Exclude all pictures, then restate the entries below word for word.

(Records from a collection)
== == ==

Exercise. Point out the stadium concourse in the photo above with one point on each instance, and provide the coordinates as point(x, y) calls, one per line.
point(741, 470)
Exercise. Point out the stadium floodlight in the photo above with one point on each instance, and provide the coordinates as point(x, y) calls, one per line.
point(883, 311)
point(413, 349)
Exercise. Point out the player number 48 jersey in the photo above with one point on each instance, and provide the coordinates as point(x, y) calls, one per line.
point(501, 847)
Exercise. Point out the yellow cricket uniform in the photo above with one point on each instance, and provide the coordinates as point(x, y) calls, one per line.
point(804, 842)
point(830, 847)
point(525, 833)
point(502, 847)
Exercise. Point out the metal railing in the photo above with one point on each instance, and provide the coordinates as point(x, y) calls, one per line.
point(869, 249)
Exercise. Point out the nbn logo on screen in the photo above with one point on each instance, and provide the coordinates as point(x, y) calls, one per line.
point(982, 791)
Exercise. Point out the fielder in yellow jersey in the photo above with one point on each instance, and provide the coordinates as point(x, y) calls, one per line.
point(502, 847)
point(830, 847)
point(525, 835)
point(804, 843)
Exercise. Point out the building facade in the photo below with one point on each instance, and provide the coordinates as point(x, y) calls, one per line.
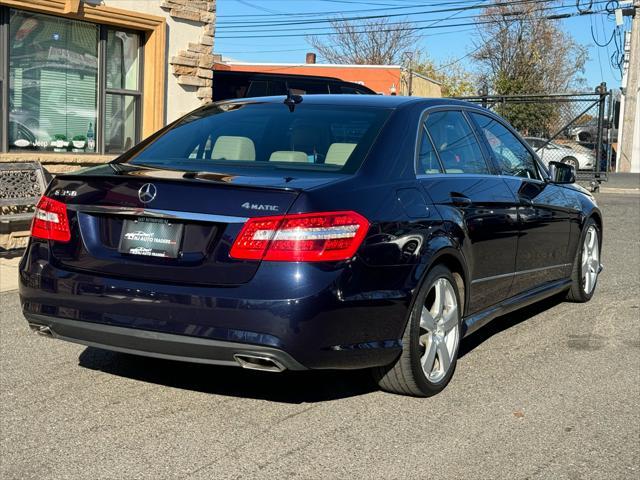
point(82, 81)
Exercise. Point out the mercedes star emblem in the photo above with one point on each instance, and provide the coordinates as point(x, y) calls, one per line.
point(147, 192)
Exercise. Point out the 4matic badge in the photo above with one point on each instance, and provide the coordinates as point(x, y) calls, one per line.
point(260, 206)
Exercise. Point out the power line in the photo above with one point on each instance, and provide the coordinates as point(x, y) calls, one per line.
point(314, 20)
point(405, 28)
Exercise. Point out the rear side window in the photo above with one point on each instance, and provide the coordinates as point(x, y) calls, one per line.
point(455, 143)
point(427, 157)
point(267, 136)
point(512, 156)
point(298, 87)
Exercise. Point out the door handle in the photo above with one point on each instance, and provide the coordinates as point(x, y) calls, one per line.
point(460, 200)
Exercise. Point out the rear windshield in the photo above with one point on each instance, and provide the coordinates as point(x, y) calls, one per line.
point(268, 136)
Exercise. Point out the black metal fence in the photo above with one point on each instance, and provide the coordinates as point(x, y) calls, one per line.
point(574, 128)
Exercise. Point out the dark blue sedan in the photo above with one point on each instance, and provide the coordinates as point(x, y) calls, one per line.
point(316, 232)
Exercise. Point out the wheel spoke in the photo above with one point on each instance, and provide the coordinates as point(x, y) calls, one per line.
point(429, 356)
point(592, 239)
point(438, 303)
point(590, 259)
point(427, 321)
point(443, 356)
point(450, 317)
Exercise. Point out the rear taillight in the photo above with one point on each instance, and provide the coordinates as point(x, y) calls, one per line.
point(306, 237)
point(50, 221)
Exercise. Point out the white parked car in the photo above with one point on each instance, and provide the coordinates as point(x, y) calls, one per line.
point(579, 158)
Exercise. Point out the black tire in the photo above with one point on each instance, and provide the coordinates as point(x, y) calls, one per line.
point(405, 375)
point(577, 291)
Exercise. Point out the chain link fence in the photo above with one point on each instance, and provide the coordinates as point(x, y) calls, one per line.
point(575, 128)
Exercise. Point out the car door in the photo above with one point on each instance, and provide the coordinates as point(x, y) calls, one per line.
point(544, 212)
point(479, 208)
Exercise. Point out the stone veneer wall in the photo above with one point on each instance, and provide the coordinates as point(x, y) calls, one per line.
point(194, 66)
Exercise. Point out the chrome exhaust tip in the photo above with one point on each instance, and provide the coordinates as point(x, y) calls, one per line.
point(43, 330)
point(258, 362)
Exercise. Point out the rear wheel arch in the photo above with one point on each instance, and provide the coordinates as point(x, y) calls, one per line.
point(454, 261)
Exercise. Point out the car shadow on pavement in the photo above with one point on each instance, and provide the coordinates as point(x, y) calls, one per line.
point(286, 387)
point(505, 322)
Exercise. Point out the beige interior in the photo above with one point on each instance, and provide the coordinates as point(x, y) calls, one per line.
point(233, 148)
point(338, 153)
point(288, 156)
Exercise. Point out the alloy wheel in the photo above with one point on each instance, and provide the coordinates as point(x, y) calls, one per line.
point(590, 260)
point(572, 162)
point(439, 330)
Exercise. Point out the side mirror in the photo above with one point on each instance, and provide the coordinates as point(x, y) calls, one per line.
point(562, 173)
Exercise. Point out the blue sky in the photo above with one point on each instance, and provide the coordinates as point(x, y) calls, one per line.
point(440, 44)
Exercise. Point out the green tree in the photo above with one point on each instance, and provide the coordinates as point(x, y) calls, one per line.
point(455, 80)
point(520, 51)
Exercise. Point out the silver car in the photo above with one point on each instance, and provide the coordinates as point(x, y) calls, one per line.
point(579, 158)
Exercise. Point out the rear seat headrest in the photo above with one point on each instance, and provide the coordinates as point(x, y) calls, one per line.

== == ==

FINAL ANSWER:
Exercise. Point out the stadium concourse in the photo above with one point on each instance, and provide the coordinates as point(x, y) calls, one per line.
point(741, 470)
Exercise. Point out the stadium floodlight in the photo above with one point on each instance, and provide the coordinates as point(x, y) calls, one per line.
point(883, 311)
point(413, 349)
Exercise. Point out the player number 48 jersey in the photo above with one point on each instance, and provide the coordinates as point(x, y) calls, one per line.
point(501, 847)
Exercise. Point out the yellow cricket uniform in the photo above with one point on each instance, and provide the coordinates as point(x, y) calls, one per line.
point(804, 842)
point(830, 847)
point(525, 833)
point(502, 847)
Exercise. Point out the metal railing in the photo above with one point on each instance, and provide the coordinates as point(x, y) calls, one per line.
point(869, 249)
Exercise. Point out the nbn logo on screen in the photo above with one point on each instance, and provide the coordinates as point(x, y) calls, one per line.
point(982, 791)
Exercise. Point out the fielder in yellow jersey in the photo above with one point on each instance, and provide the coordinates as point(x, y) calls, one per line.
point(502, 847)
point(830, 847)
point(525, 835)
point(804, 843)
Exercise. Point out the building facade in the photo below with one point on each instance, and provide the coordinates as point(x, y) calls, one per line.
point(82, 81)
Exercise. Point out the mercedes star emblem in the photo above with one point on each instance, and provide the coordinates as point(x, y) calls, one per line.
point(147, 192)
Exercise. Point out the 4matic badge in the photo above with one point on each instance, and provide the coordinates as point(x, y) calls, one per line.
point(260, 206)
Exercise. Point out the power line in the photo above with one point on each instance, and provide the coordinates as point(x, y) calls, one per line.
point(314, 20)
point(405, 28)
Exercise. Point out the rear side window in the photo above with one point on each instance, and provide the coordinates as point(x, y) calls, one per line.
point(455, 143)
point(427, 157)
point(267, 136)
point(512, 156)
point(298, 87)
Exercise. Point out the door handle in the photo above with one point on each instance, and provide the coordinates as point(x, y) calls, one per line.
point(460, 200)
Exercise. Point out the rear windshield in the photo above with one point on each instance, and provide the coordinates as point(x, y) calls, one per line.
point(268, 136)
Exercise. Point out the black metal fence in the photo above with one point on each instance, and provide the coordinates as point(x, y) calls, one per line.
point(574, 128)
Exercise. Point out the dark blue sedan in the photo above with one point on each instance, and provide the coordinates as point(x, y) calls, one per line.
point(316, 232)
Exercise. Point out the wheel spoke in the photo above with one point on each instance, and provide the coordinates as point(x, y) calls, one per line.
point(429, 356)
point(592, 239)
point(438, 303)
point(590, 259)
point(427, 321)
point(443, 356)
point(450, 317)
Exercise. Point out the rear taillight in the photo above with one point on each instance, and provide the coordinates as point(x, y) calls, one per line.
point(306, 237)
point(50, 221)
Exercise. Point out the white parked car in the photo above with one point on each instance, and provide the coordinates as point(x, y) calls, one per line.
point(579, 158)
Exercise. Point out the black tire in the photo above with one point on each instance, and provide the coordinates as point(x, y) calls, one per line.
point(405, 375)
point(577, 291)
Exercise. Point out the chain link fence in the photo above with one point on each instance, and provide the coordinates as point(x, y) calls, one per line.
point(575, 128)
Exercise. Point out the car door in the photo above with one point on each instance, and provide the coordinates as point(x, y) calls, one per line.
point(544, 212)
point(479, 208)
Exercise. Point out the stone veneer wall in the photo above with one point on each instance, and provide the coordinates as point(x, y) calls, one per line.
point(194, 66)
Exercise. Point out the chrome exhaust tip in the photo above with one point on each instance, and provide the coordinates as point(x, y) calls, one per line.
point(43, 330)
point(258, 362)
Exercise. Point out the rear wheel arch in the photo above with one point on each instance, and provide the coordinates as point(x, y) calls, one per line.
point(454, 261)
Exercise. Point out the car shadow on pavement in the photo above with one point on each instance, and provide the coordinates as point(x, y) calls, one per line.
point(286, 387)
point(505, 322)
Exercise. Point out the beige interior in the photo above with one point on each instance, and provide the coordinates as point(x, y) calls, one per line.
point(233, 148)
point(338, 153)
point(288, 156)
Exercise. Point out the alloy wheel in the photo above with one point on each instance, and provide the coordinates as point(x, y) calls, one per line.
point(590, 260)
point(572, 162)
point(439, 330)
Exercise. Point out the side mirror in the photo above with one point on each instance, and provide the coordinates as point(x, y) calls, one per line.
point(562, 173)
Exercise. Point out the blue sky in the photo above with one point on each instance, and provide the coordinates as point(x, y) calls, one per line.
point(440, 44)
Exercise. Point out the green tree in the photo above with one point on each instance, and provide the coordinates as point(x, y) calls, one per line.
point(455, 80)
point(520, 51)
Exercise. Point out the silver car in the photo above with one point on each instance, and provide the coordinates as point(x, y) calls, one per line.
point(579, 158)
Exercise. Point out the rear seat headrest in the photo above with one point on each instance, and provide the coordinates as point(x, y) calls, one per line.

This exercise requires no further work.